**** Rows

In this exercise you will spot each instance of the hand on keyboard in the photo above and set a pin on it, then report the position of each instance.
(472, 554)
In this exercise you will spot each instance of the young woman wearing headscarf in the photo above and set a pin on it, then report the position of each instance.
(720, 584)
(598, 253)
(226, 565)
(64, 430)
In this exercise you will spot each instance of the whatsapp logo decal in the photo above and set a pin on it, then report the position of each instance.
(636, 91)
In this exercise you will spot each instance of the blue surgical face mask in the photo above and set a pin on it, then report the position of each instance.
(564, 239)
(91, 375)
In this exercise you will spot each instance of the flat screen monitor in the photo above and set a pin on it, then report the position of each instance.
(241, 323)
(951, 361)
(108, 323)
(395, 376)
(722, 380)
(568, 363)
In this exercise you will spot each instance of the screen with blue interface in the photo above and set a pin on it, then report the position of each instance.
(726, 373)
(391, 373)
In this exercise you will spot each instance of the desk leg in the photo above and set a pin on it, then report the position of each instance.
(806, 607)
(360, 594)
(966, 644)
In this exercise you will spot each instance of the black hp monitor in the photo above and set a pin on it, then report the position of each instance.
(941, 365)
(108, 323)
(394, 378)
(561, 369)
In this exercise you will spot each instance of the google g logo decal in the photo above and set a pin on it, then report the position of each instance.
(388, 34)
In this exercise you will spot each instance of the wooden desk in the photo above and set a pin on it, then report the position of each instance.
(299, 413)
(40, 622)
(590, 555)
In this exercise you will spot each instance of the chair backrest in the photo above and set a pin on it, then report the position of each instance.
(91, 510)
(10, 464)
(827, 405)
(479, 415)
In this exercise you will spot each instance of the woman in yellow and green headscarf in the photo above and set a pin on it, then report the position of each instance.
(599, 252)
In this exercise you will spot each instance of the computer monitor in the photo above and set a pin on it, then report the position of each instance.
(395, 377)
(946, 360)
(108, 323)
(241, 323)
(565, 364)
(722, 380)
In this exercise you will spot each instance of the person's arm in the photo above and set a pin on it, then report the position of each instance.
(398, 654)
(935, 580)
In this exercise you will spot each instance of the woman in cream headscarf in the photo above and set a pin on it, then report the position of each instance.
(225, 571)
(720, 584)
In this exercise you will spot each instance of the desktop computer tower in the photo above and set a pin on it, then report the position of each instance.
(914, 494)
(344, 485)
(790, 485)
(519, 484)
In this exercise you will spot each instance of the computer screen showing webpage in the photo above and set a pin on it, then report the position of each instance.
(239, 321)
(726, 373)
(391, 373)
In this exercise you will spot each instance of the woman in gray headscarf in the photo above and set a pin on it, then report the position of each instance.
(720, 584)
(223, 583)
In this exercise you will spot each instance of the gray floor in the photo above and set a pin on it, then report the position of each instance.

********

Arrange every line of the material above as a numbered list, omitting any blank lines.

■ Solution to the exercise:
1. In this exercise you will spot each instance of the hand on keyboard in the photo above and set a pin on it, then report the position of each instance.
2. (472, 554)
3. In this exercise you will spot each instance of the young woman wearing headscarf in the photo above and set a pin on it, then report the position of each instance.
4. (720, 584)
5. (598, 253)
6. (226, 565)
7. (64, 430)
8. In this exercise you will spot each instance of the whatsapp logo decal in the photo above and set a pin on it, then report the position of each instance.
9. (636, 91)
10. In this exercise you will spot each instance of the blue surgical face mask in the photo above and set a pin on it, then report the position of each instance.
11. (564, 239)
12. (91, 375)
13. In this exercise you will spot each instance of the flat screen monitor in the photo above and set a pin on it, then report the position of each instance.
14. (241, 323)
15. (951, 361)
16. (108, 323)
17. (395, 376)
18. (722, 380)
19. (568, 363)
20. In this exercise you will spot each instance of the screen with blue interface in the photo above and set a pin on it, then report the position of each instance.
21. (726, 373)
22. (391, 373)
23. In this exercise you will spot each instance of the desk leg in the photo above and set a pin on it, then report the position of each instance.
24. (806, 607)
25. (360, 594)
26. (966, 644)
27. In this exercise you will spot each instance of the black hp monitor in the photo above and set a pin on it, then report the position of each instance.
28. (941, 365)
29. (108, 323)
30. (394, 378)
31. (561, 369)
32. In this exercise you will spot each instance of the google g logo decal in the photo above and set a pin on it, then report the position of each instance.
33. (388, 34)
34. In this exercise you will spot each instance of the wooden desk in the photo above and set a pin on it, then report the position of each instance.
35. (299, 413)
36. (40, 622)
37. (590, 555)
38. In this exercise you will spot each instance of the chair backrest in the photo above and set a pin on it, then report the position of each instance.
39. (91, 510)
40. (10, 464)
41. (827, 405)
42. (479, 415)
43. In this exercise you will spot each instance of the woman in yellow and green headscarf in the photo above and set a pin on it, then report the position of each instance.
44. (599, 252)
45. In this exercise you will spot each instance of the computer monitor in the photo above and set a pin on it, then report the position of each instance.
46. (395, 377)
47. (946, 360)
48. (108, 323)
49. (241, 323)
50. (565, 364)
51. (722, 380)
52. In this exercise you will spot each instance of the person's arm in the photo above and set a pin on it, then report the position of each instance.
53. (398, 654)
54. (935, 580)
55. In this exercise you will spot each instance of the woman in cream headscarf in the photo above and set a pin on it, then report the position of each instance.
56. (225, 571)
57. (720, 584)
58. In this exercise you will spot each instance of the desktop computer tower in the photo above and set a pin on it, then report the position of each instance.
59. (914, 494)
60. (344, 485)
61. (790, 485)
62. (519, 484)
63. In this exercise you will spot each instance of the computer screen showing webpage in the photo above and set a pin on it, then report the position of each instance.
64. (239, 321)
65. (726, 373)
66. (391, 373)
67. In this exercise you will spot each instance of the woman in gray headscarf in the photo above and set a pin on it, then report the position of each instance.
68. (720, 584)
69. (223, 583)
70. In this exercise you will spot each instance of the gray floor in the photo above and set a pin on it, then report the position of each instance.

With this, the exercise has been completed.